Registration links (these are separate, and attendees wishing to attend both need to sign up for both):

Here is the link for the conference: https://ljmu.libcal.com/event/3735844

Here is the link for the Q&A: https://ljmu.libcal.com/event/3735845

Twitter: @KayConference

Jackie Kay is the author of some 30 works, including plays, poetry, prose (fiction and non-fiction), children’s literature, short stories and a ground-breaking novel. She has won or been shortlisted for over 20 literary awards and prizes, including the Guardian Fiction Prize, the inaugural Forward Prize for Poetry for a single poem, the Somerset Maugham Award and the Costa Poetry Award. She is the Scots Makar, professor of Creative Writing at Newcastle University, Chancellor of the University of Salford and a CBE.

Kay’s work is remarkable for its range of genres, its consistent reinvention of forms, and its marriage of intimate, domestic depictions of individual lives with broad political and philosophical themes. In works such as her breakthrough poetry collection, The Adoption Papers (1991), the novel Trumpet (1998) – a path-breaking depiction of trans identity – and the autobiographical Red Dust Road (2010), her publications explore identity, individuality and belonging, and love between family members, lovers and friends. Amongst many other questions, her works ask what Britishness is, what race means, what it is to love, and what gender is, and can be.

This international conference, the first on Kay’s work, brings together scholars from a wide range of literary and cultural studies. The British Council describe Kay as having, over the past two decades, ‘moved from marginal voice to national treasure.’ This conference will examine the work that has marked Kay’s shift from the margins to the centre, addressing a writer whose work has expanded the scope of British literature.

The conference is sponsored by Glyphi and by the Literature and Cultural History Research Institute at Liverpool John Moores University. Selected papers from the conference will be published as Jackie Kay: Critical Essays, with a foreword by Kay, as part of Gylphi’s Contemporary Writers: Critical Essays series (Series Editor: Dr Sarah Dillon).

• [WHAT YOU ARE ASKED TO DO]: Reproduce the conference announcement word for word, from "Registration links (these" up to and including "Salford and a CBE.".

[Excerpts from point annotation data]
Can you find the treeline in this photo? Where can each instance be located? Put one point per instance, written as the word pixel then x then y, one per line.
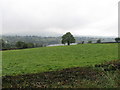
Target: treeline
pixel 5 45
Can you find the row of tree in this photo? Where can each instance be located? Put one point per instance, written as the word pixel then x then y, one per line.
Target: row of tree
pixel 69 38
pixel 4 45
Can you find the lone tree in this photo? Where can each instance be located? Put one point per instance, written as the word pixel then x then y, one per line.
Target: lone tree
pixel 68 38
pixel 117 39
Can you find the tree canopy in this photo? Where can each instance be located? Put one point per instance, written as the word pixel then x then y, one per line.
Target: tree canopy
pixel 68 38
pixel 117 39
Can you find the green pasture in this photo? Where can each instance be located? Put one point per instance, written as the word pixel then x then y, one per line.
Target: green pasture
pixel 35 60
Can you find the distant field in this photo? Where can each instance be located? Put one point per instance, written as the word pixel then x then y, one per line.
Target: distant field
pixel 43 59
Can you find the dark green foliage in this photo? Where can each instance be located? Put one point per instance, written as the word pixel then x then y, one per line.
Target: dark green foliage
pixel 98 41
pixel 2 43
pixel 82 42
pixel 68 38
pixel 30 45
pixel 117 39
pixel 89 41
pixel 21 44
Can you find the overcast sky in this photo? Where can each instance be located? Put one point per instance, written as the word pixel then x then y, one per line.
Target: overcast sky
pixel 56 17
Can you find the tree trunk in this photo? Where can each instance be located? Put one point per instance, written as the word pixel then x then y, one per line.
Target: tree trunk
pixel 68 43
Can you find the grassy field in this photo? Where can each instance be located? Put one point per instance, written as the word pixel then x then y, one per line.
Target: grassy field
pixel 26 61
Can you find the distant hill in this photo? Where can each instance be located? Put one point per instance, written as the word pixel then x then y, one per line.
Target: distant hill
pixel 51 40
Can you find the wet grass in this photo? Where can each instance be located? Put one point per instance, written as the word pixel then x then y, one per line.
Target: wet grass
pixel 78 77
pixel 36 60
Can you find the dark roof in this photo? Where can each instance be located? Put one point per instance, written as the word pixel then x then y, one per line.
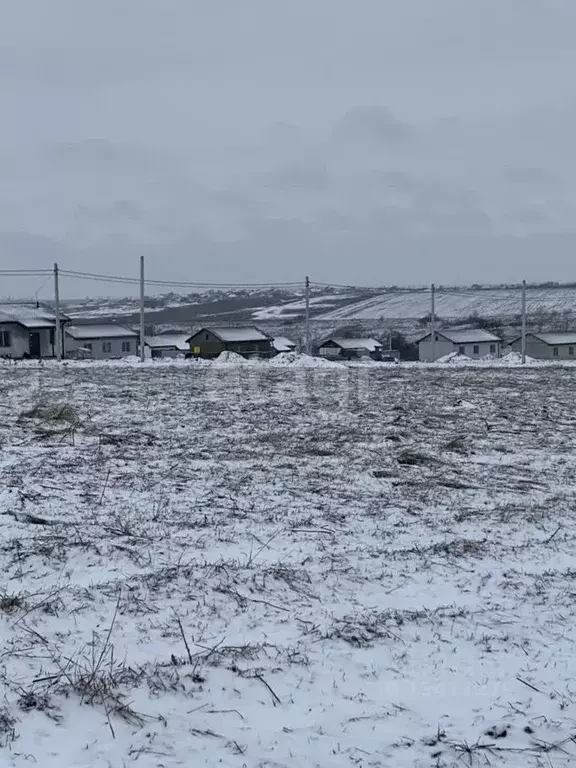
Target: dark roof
pixel 230 334
pixel 467 336
pixel 552 339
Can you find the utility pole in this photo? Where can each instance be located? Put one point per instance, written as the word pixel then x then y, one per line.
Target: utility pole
pixel 433 320
pixel 307 316
pixel 141 309
pixel 523 347
pixel 58 330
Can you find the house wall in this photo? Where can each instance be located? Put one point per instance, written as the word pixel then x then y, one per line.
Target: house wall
pixel 47 349
pixel 539 350
pixel 425 349
pixel 170 353
pixel 205 344
pixel 19 340
pixel 446 347
pixel 98 353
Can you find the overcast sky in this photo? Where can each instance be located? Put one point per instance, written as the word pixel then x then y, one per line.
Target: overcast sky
pixel 365 141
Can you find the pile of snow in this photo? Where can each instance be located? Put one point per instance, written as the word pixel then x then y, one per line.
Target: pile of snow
pixel 453 357
pixel 514 358
pixel 295 359
pixel 230 357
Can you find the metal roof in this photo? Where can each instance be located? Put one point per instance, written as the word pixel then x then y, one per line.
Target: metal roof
pixel 469 336
pixel 29 315
pixel 370 344
pixel 100 331
pixel 555 339
pixel 245 333
pixel 168 341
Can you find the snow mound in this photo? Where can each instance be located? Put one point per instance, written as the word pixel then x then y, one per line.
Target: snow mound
pixel 295 359
pixel 230 357
pixel 453 357
pixel 514 358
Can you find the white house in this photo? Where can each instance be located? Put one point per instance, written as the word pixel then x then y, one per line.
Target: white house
pixel 28 330
pixel 282 344
pixel 168 345
pixel 474 343
pixel 105 341
pixel 350 348
pixel 548 346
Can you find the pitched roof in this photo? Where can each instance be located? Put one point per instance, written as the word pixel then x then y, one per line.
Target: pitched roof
pixel 244 333
pixel 177 341
pixel 30 315
pixel 554 339
pixel 282 344
pixel 100 331
pixel 469 336
pixel 370 344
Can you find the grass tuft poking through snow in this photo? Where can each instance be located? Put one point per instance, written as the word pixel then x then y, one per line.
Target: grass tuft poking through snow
pixel 281 566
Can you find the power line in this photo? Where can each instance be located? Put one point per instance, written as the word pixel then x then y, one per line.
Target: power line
pixel 172 283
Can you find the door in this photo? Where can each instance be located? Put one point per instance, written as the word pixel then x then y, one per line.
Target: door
pixel 35 344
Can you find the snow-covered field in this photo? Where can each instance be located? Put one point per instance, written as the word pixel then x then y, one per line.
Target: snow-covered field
pixel 455 304
pixel 275 567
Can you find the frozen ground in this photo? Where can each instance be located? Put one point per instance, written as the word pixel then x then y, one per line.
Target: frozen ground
pixel 455 304
pixel 272 567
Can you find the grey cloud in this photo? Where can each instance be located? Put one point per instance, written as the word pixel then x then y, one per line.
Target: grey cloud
pixel 374 124
pixel 306 175
pixel 521 174
pixel 101 153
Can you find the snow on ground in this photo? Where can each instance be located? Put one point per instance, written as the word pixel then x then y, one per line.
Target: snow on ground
pixel 296 308
pixel 272 567
pixel 463 303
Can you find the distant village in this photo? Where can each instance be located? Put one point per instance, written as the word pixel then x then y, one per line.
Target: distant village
pixel 29 331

• [REPLY TO THE TASK]:
Registration links (these are separate, and attendees wishing to attend both need to sign up for both):

Here is the link for the conference: https://ljmu.libcal.com/event/3735844

Here is the link for the Q&A: https://ljmu.libcal.com/event/3735845

Twitter: @KayConference

Jackie Kay is the author of some 30 works, including plays, poetry, prose (fiction and non-fiction), children’s literature, short stories and a ground-breaking novel. She has won or been shortlisted for over 20 literary awards and prizes, including the Guardian Fiction Prize, the inaugural Forward Prize for Poetry for a single poem, the Somerset Maugham Award and the Costa Poetry Award. She is the Scots Makar, professor of Creative Writing at Newcastle University, Chancellor of the University of Salford and a CBE.